Goal of the exercise »
Whenever a line in the material below contains "brass", copy that line.

Supplied data »
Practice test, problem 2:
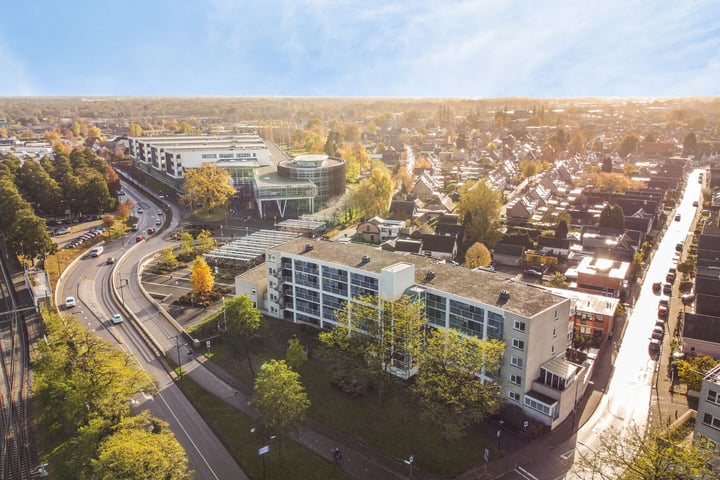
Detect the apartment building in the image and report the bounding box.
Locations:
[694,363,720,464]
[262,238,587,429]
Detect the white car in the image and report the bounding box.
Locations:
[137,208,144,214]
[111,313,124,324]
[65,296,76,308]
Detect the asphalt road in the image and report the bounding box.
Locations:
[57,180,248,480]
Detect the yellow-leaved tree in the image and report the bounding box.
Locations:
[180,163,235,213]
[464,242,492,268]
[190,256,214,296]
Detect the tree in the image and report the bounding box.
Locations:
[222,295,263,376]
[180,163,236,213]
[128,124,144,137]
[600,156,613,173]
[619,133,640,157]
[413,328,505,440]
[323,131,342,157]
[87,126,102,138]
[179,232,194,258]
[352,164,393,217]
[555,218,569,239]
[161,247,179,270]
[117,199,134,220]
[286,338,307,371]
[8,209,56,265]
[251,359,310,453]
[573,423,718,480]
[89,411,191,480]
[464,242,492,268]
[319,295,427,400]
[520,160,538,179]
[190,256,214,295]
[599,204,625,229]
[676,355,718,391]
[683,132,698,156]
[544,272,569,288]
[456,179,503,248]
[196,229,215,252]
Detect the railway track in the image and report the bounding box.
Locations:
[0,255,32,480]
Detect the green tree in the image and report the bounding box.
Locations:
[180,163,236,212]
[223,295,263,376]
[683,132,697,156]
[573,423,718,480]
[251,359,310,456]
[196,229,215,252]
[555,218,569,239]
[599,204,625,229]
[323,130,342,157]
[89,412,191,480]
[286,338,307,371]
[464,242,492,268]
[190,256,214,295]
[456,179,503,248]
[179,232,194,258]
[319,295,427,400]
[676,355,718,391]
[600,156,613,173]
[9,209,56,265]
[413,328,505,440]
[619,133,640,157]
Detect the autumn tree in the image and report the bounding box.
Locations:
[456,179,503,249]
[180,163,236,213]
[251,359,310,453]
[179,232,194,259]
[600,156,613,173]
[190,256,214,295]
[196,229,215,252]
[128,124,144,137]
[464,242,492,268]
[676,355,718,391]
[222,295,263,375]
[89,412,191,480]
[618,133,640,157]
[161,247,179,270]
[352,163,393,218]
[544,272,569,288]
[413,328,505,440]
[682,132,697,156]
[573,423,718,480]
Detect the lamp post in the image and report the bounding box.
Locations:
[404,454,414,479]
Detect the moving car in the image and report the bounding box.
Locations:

==

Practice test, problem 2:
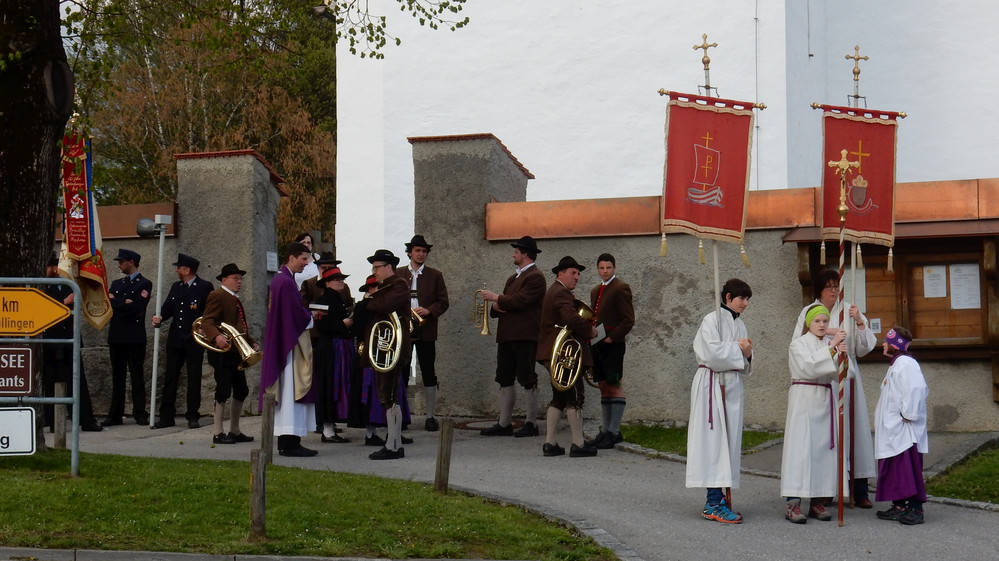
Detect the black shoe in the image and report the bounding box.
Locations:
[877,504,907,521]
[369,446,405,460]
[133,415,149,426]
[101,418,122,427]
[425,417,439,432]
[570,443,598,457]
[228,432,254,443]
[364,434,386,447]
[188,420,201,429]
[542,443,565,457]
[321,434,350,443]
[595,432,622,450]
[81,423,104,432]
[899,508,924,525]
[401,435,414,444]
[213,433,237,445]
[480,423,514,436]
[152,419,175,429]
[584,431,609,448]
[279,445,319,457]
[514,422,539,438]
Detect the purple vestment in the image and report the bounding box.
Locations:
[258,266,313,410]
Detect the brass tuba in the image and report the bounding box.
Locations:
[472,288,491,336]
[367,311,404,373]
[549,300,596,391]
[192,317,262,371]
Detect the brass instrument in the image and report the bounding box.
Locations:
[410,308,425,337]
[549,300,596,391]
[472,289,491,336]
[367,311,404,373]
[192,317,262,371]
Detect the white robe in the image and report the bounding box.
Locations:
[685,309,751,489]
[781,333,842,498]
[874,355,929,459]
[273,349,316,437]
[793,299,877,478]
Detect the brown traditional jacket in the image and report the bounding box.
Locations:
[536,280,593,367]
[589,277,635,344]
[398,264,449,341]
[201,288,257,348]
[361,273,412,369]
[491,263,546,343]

The answer »
Detect the brass tuba in the image and report the bounding box.
Detect the brass instrument in the image and report the bounding box.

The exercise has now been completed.